+++ Testo citato +++

1. Forza e violenza
La mia angolazione sulla violenza è la ricerca del suo superamento, almeno una riduzione che tenda a zero. Ciò si impone come necessario, nel mondo minacciato nella sua consistenza dalla violenza. Sebbene abbia ormai un patrimonio di teoria, di esperienze storiche, di tecniche di resistenza e di lotta, la cultura nonviolenta non è una ricetta, ma una ricerca in una linea asintotica.
Una prima chiarificazione utile è nel distinguere violenza da forza, anche se nel linguaggio corrente le due idee sono spesso confuse e le due parole sono usate come sinonimi. A volte si usa il termine “forza” per dire violenza in modo pudico, evitando questo termine crudo.
La forza (fisica, morale, della volontà) è una qualità della vita e dell’azione. La cessazione di ogni forza è cessazione della vita. La forza può essere costruttiva, mentre la violenza designa un’azione eminentemente distruttiva. La forza può essere usata come strumento di violenza, ma in sé non si identifica con la violenza. Un genitore deve usare anche atti di forza per correggere ed educare i figli, ma conosce bene la divaricazione, in questo caso evidente, tra forza e violenza.

+++ Dati forniti +++

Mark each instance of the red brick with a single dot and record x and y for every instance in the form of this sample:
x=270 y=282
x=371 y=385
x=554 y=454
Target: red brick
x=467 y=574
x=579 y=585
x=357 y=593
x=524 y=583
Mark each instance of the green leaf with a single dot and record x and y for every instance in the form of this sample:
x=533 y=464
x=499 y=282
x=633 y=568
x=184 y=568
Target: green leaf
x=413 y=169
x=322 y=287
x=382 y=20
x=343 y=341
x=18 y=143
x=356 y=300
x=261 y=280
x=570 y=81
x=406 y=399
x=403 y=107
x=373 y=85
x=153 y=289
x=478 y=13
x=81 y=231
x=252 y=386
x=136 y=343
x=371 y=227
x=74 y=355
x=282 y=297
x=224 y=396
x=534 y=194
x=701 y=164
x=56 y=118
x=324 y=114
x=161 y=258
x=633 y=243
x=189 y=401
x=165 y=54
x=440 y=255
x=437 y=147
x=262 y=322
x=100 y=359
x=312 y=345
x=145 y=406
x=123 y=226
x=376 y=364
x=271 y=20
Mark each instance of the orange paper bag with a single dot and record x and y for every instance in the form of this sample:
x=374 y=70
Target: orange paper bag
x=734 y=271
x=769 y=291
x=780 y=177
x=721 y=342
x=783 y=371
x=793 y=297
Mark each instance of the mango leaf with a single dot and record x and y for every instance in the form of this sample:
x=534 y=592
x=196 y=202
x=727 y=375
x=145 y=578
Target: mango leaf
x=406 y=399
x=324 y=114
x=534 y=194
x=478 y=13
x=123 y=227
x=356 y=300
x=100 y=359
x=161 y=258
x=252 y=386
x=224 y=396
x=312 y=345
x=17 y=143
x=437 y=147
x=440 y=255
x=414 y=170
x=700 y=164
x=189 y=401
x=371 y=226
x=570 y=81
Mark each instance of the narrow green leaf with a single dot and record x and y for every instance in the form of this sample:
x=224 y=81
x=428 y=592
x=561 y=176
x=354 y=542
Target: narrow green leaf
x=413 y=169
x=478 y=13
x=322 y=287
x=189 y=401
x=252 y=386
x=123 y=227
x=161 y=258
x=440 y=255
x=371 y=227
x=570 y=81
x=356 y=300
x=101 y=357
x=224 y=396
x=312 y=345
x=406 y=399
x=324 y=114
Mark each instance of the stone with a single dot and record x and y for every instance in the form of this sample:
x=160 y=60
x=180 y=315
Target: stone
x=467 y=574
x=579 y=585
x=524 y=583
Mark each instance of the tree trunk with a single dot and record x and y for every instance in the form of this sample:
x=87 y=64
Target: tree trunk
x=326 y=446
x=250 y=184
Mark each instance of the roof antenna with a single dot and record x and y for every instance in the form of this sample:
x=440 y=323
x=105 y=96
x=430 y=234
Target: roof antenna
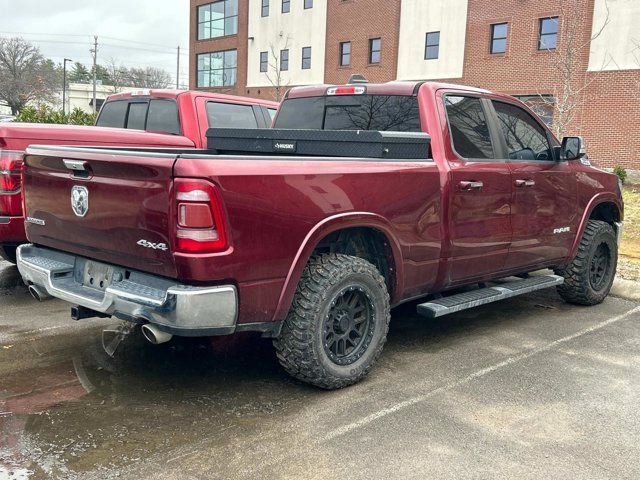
x=357 y=78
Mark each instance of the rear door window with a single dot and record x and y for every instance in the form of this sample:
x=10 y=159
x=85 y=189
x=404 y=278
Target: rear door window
x=468 y=127
x=526 y=138
x=163 y=117
x=351 y=112
x=137 y=117
x=113 y=114
x=229 y=115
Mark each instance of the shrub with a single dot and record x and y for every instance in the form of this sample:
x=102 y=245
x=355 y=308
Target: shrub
x=46 y=114
x=621 y=172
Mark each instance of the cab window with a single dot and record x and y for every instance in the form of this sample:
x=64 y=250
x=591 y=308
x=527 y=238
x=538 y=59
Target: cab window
x=137 y=117
x=163 y=117
x=113 y=114
x=526 y=139
x=229 y=115
x=468 y=126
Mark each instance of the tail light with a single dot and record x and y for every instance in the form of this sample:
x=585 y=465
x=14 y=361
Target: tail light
x=10 y=182
x=200 y=219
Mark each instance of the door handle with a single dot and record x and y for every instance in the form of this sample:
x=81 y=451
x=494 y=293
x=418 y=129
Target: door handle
x=467 y=185
x=525 y=183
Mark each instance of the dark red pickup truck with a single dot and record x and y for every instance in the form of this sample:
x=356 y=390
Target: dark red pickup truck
x=148 y=118
x=384 y=194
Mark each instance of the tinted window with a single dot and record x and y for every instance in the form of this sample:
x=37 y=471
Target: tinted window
x=526 y=139
x=163 y=117
x=468 y=125
x=112 y=114
x=137 y=117
x=227 y=115
x=358 y=112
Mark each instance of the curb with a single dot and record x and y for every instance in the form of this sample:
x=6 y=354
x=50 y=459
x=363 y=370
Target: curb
x=626 y=289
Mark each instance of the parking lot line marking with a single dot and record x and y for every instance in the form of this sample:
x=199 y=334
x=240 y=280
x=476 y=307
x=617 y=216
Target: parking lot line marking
x=480 y=373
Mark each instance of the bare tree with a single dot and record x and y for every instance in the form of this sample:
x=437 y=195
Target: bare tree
x=150 y=77
x=25 y=75
x=275 y=74
x=119 y=75
x=568 y=94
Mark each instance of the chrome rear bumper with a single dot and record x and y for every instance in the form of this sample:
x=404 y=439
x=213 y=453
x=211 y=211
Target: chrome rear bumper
x=176 y=308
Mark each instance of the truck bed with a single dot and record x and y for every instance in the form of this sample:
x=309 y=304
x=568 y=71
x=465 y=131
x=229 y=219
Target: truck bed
x=272 y=205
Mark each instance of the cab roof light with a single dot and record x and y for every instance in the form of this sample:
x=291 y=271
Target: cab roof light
x=347 y=90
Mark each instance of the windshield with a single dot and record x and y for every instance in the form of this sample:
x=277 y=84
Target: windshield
x=352 y=112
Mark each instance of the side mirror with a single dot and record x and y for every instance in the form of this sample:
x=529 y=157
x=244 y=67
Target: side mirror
x=573 y=148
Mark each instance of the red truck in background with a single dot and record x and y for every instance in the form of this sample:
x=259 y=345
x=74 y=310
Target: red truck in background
x=386 y=193
x=151 y=118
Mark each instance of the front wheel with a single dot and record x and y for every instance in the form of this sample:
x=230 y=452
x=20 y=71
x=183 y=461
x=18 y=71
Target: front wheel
x=8 y=253
x=338 y=322
x=588 y=278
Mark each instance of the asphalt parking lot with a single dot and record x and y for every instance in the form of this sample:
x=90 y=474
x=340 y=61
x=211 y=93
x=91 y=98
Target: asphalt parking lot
x=528 y=388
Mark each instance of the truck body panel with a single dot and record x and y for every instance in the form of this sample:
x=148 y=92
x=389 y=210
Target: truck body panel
x=193 y=121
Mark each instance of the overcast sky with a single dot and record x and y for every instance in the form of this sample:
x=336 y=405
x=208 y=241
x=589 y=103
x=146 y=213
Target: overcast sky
x=65 y=28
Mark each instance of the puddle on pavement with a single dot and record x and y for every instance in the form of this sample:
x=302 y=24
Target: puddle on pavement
x=79 y=409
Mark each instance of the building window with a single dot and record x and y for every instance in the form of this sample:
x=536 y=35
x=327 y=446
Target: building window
x=217 y=69
x=548 y=38
x=345 y=54
x=218 y=19
x=306 y=58
x=375 y=50
x=264 y=61
x=432 y=46
x=499 y=33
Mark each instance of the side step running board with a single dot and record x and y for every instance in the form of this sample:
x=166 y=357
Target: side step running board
x=475 y=298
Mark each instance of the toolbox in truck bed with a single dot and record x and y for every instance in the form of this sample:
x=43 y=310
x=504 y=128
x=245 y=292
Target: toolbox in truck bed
x=332 y=143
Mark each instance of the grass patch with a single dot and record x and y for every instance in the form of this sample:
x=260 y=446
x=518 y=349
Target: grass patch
x=629 y=263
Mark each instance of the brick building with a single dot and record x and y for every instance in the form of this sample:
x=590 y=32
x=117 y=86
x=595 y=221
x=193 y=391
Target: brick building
x=577 y=62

+++

### Compiti richiesti
1 > Riscrivi come elenco numerato il tratto dei record che va dalla riga contenente "Mark each instance of the bare" fino a quella contenente "x=573 y=148", entrambe incluse, tralasciando le righe vuote.
2 > Prosegui il testo su forza e violenza dal punto in cui si interrompe.
Il testo e i record non hanno alcun legame tra loro.

### Risultati
1 >
1. Mark each instance of the bare tree with a single dot and record x and y for every instance in the form of this sample:
2. x=437 y=195
3. Target: bare tree
4. x=150 y=77
5. x=25 y=75
6. x=275 y=74
7. x=119 y=75
8. x=568 y=94
9. Mark each instance of the chrome rear bumper with a single dot and record x and y for every instance in the form of this sample:
10. x=404 y=439
11. x=213 y=453
12. x=211 y=211
13. Target: chrome rear bumper
14. x=176 y=308
15. Mark each instance of the truck bed with a single dot and record x and y for every instance in the form of this sample:
16. x=309 y=304
17. x=568 y=71
18. x=465 y=131
19. x=229 y=219
20. Target: truck bed
21. x=272 y=205
22. Mark each instance of the cab roof light with a single dot and record x and y for every instance in the form of this sample:
23. x=291 y=271
24. Target: cab roof light
25. x=347 y=90
26. Mark each instance of the windshield with a single dot and record x and y for every instance in the form of this sample:
27. x=277 y=84
28. Target: windshield
29. x=352 y=112
30. Mark each instance of the side mirror with a single dot and record x and y for every instance in the form of this sample:
31. x=529 y=157
32. x=244 y=67
33. Target: side mirror
34. x=573 y=148

2 >
Questa distinzione fonda – deve fondare – la differenza tra polizia, forze dell’ordine, e esercito, guerra. Quando agisce correttamente nella legalità, la polizia contiene e impedisce la violenza, pur disponendo di armi leggere per i casi estremi. In guerra, invece, si deve fare più violenza del nemico per vincere. La differenza tra ridurre la violenza o accrescerla è decisiva per umanizzare le situazioni di conflitto.
La distinzione è importante anche per orientarci nel giudizio sulle “missioni di pace” internazionali e militari degli anni recenti, giustificate come “ingerenza umanitaria”, o “responsabilità di proteggere” le popolazioni civili oppresse da dittature o gravi conflitti interni. La motivazione nobile copre spesso crudi interessi geopolitici. A parte ciò, si tratta di missioni “di pace” con mezzi di guerra, con frequenti “effetti collaterali”, cioè vittime civili. Si dispiegano le tecnologie militari più avanzate, magari affiancate da forme di soccorso e solidarietà, non so quanto credibili per le popolazioni locali interessate.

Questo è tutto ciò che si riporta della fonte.